(Raw data):
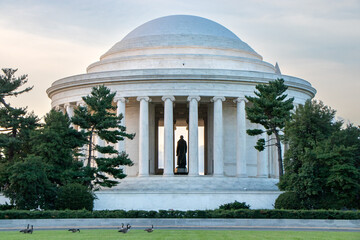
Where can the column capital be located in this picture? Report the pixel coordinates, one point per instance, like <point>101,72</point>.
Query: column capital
<point>197,98</point>
<point>66,105</point>
<point>216,98</point>
<point>170,97</point>
<point>240,99</point>
<point>144,98</point>
<point>121,99</point>
<point>80,103</point>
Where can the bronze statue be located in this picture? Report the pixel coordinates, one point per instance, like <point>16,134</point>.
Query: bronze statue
<point>181,151</point>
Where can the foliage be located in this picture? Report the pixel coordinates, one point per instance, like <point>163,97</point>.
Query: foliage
<point>10,84</point>
<point>16,126</point>
<point>6,206</point>
<point>97,118</point>
<point>56,143</point>
<point>322,163</point>
<point>271,109</point>
<point>75,197</point>
<point>161,234</point>
<point>288,200</point>
<point>235,205</point>
<point>29,187</point>
<point>217,213</point>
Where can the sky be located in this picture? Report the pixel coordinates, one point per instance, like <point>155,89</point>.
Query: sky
<point>316,40</point>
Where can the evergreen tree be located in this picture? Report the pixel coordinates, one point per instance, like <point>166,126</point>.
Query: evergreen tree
<point>322,164</point>
<point>271,109</point>
<point>29,187</point>
<point>16,125</point>
<point>57,144</point>
<point>97,119</point>
<point>9,85</point>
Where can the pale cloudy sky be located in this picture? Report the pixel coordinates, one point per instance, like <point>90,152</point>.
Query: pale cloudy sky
<point>317,40</point>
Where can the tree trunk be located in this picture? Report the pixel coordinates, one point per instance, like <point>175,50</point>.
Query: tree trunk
<point>278,145</point>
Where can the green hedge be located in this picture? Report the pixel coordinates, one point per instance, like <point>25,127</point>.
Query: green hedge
<point>218,213</point>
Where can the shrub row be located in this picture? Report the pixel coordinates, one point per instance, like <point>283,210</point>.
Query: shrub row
<point>218,213</point>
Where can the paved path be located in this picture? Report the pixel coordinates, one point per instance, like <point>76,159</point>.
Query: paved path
<point>163,223</point>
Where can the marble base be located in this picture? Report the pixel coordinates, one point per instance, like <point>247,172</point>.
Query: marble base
<point>181,171</point>
<point>181,192</point>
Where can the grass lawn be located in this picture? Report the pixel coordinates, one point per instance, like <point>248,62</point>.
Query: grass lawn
<point>178,234</point>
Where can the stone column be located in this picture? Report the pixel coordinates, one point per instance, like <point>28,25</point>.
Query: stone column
<point>241,170</point>
<point>69,111</point>
<point>263,158</point>
<point>193,136</point>
<point>120,102</point>
<point>168,135</point>
<point>218,136</point>
<point>83,149</point>
<point>144,136</point>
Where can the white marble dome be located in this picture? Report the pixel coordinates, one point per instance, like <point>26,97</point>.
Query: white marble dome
<point>181,41</point>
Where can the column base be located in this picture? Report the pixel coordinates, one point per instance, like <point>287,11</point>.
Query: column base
<point>143,175</point>
<point>262,176</point>
<point>242,175</point>
<point>218,175</point>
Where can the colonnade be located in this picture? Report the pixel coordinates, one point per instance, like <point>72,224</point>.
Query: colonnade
<point>218,155</point>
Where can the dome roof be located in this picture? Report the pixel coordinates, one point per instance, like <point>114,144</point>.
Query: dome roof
<point>180,30</point>
<point>181,41</point>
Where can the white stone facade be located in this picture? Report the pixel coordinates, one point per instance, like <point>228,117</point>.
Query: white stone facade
<point>190,72</point>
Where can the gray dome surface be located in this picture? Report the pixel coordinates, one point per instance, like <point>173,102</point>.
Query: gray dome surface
<point>181,30</point>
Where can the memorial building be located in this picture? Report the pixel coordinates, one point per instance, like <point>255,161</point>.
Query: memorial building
<point>184,77</point>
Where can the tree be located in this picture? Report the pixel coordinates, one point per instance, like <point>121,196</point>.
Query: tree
<point>271,109</point>
<point>29,187</point>
<point>57,144</point>
<point>322,164</point>
<point>10,84</point>
<point>16,125</point>
<point>97,118</point>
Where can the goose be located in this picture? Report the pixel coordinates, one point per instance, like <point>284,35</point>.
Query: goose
<point>30,230</point>
<point>26,229</point>
<point>149,230</point>
<point>125,229</point>
<point>128,227</point>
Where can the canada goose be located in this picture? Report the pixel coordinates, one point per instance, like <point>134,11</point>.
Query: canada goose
<point>128,227</point>
<point>125,229</point>
<point>26,229</point>
<point>149,230</point>
<point>30,230</point>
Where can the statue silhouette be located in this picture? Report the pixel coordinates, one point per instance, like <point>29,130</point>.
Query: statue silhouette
<point>181,151</point>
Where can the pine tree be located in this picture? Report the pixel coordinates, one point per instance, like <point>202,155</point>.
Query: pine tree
<point>9,85</point>
<point>271,109</point>
<point>97,119</point>
<point>16,125</point>
<point>322,164</point>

(Do this):
Every line of the data should be copied as it stands, without the images.

(Written answer):
Where can the column capital be located in this picture? Report the pixel coordinates, one point per instance, like <point>101,72</point>.
Query: column capital
<point>197,98</point>
<point>66,105</point>
<point>216,98</point>
<point>170,97</point>
<point>240,99</point>
<point>144,98</point>
<point>121,99</point>
<point>80,103</point>
Where can the bronze statue be located in this picture? Report the pixel coordinates, one point per instance, like <point>16,134</point>.
Query: bronze statue
<point>181,151</point>
Where can the foliage be located in this picture? Report the pixel coordinates, one point per instance, like <point>163,97</point>.
Query: foliage
<point>10,84</point>
<point>16,126</point>
<point>6,206</point>
<point>97,118</point>
<point>56,143</point>
<point>322,163</point>
<point>271,109</point>
<point>75,197</point>
<point>161,234</point>
<point>288,200</point>
<point>235,205</point>
<point>29,187</point>
<point>217,213</point>
Where can the sky be located in this picture? Report the pixel coordinates, one point per instance, like <point>155,89</point>.
Query: sky
<point>316,40</point>
Where can the evergreen tree be located in this picture? Report the pixel coordinates, one point per instance, like <point>166,126</point>.
Query: evergreen tree
<point>322,164</point>
<point>271,109</point>
<point>29,187</point>
<point>16,125</point>
<point>57,144</point>
<point>97,119</point>
<point>9,85</point>
Where can the pale cloudy sky be located in this picture? Report the pixel coordinates, one point per instance, like <point>90,152</point>.
Query: pale cloudy sky
<point>317,40</point>
Where can the tree trunk be located in this picture? Report the pixel coordinates, one point per instance, like <point>175,50</point>.
Query: tree trunk
<point>278,145</point>
Where can the green hedge be located in this picture? Report the pixel coordinates, one point per instance, like <point>25,127</point>.
Query: green hedge
<point>218,213</point>
Where can the shrub row be located in this picture? Report the pixel coordinates, one point per instance, like <point>283,210</point>.
Query: shrub row
<point>218,213</point>
Where can the paved path be located in this picture? Report the pixel coordinates, one point per instance, like <point>76,159</point>.
Query: paved path
<point>163,223</point>
Where can the marble base be located in this picture? Report the pixel coordinates, one point per instance, like <point>247,172</point>.
Query: marble base
<point>181,171</point>
<point>181,192</point>
Where can the grass lawn be located in this picture? Report the pixel coordinates, one point per instance, like <point>248,62</point>.
Query: grass lawn
<point>178,234</point>
Where can the stone column be located in this picture? Report the pixel coordinates, one point per instance, like <point>28,25</point>.
Query: stone column
<point>241,170</point>
<point>69,111</point>
<point>263,158</point>
<point>193,136</point>
<point>120,102</point>
<point>168,135</point>
<point>218,136</point>
<point>83,149</point>
<point>144,136</point>
Where can the white marble dome be located in this picture? Report the pixel coordinates, one point per instance, like <point>26,97</point>.
Query: white marble dome
<point>181,41</point>
Where can the column base be located in this picture? Report the pixel coordinates, one point per instance, like <point>287,11</point>.
Query: column base
<point>143,175</point>
<point>262,176</point>
<point>242,175</point>
<point>218,175</point>
Where can the colonnade be located in this picture? Report the pixel coordinates, one point per instance, like <point>72,224</point>.
Query: colonnade
<point>218,155</point>
Where can the dome roof be located in this picture? Report the pixel coordinates, one point per instance, like <point>114,144</point>.
Query: dome roof
<point>180,30</point>
<point>181,41</point>
Where can the white stone facade be located in this picture? Report the pixel coordinates, one point per instance, like <point>228,117</point>.
Query: white stone facade
<point>190,72</point>
Where can the gray dome surface be located in this picture? Report the pixel coordinates, one point per instance, like <point>173,102</point>.
Query: gray dome surface
<point>181,30</point>
Where can the memorial building be located in this picture? Report the pixel coordinates, one point per instance, like <point>255,161</point>.
Query: memorial building
<point>184,77</point>
Where can the tree be located in this picture? Report the pixel coordinates, one point per instance, like <point>121,196</point>.
Query: tree
<point>271,109</point>
<point>29,187</point>
<point>57,144</point>
<point>322,164</point>
<point>10,84</point>
<point>16,125</point>
<point>97,118</point>
Where can the goose be located in this picture? Report the pixel coordinates, one point per instance, like <point>284,35</point>.
Query: goose
<point>30,230</point>
<point>26,229</point>
<point>149,230</point>
<point>125,229</point>
<point>128,227</point>
Where can the canada goose be located in this picture? Report the pixel coordinates, one point per instance, like <point>134,11</point>.
Query: canada goose
<point>128,227</point>
<point>125,229</point>
<point>26,229</point>
<point>149,230</point>
<point>30,230</point>
Where can the statue silhouette be located in this picture? Report the pixel coordinates, one point per instance, like <point>29,130</point>.
Query: statue silhouette
<point>181,151</point>
Where can the pine tree be located in this picture? Report the pixel coordinates, one point per instance, like <point>202,155</point>.
Query: pine tree
<point>9,85</point>
<point>271,109</point>
<point>97,119</point>
<point>16,125</point>
<point>322,164</point>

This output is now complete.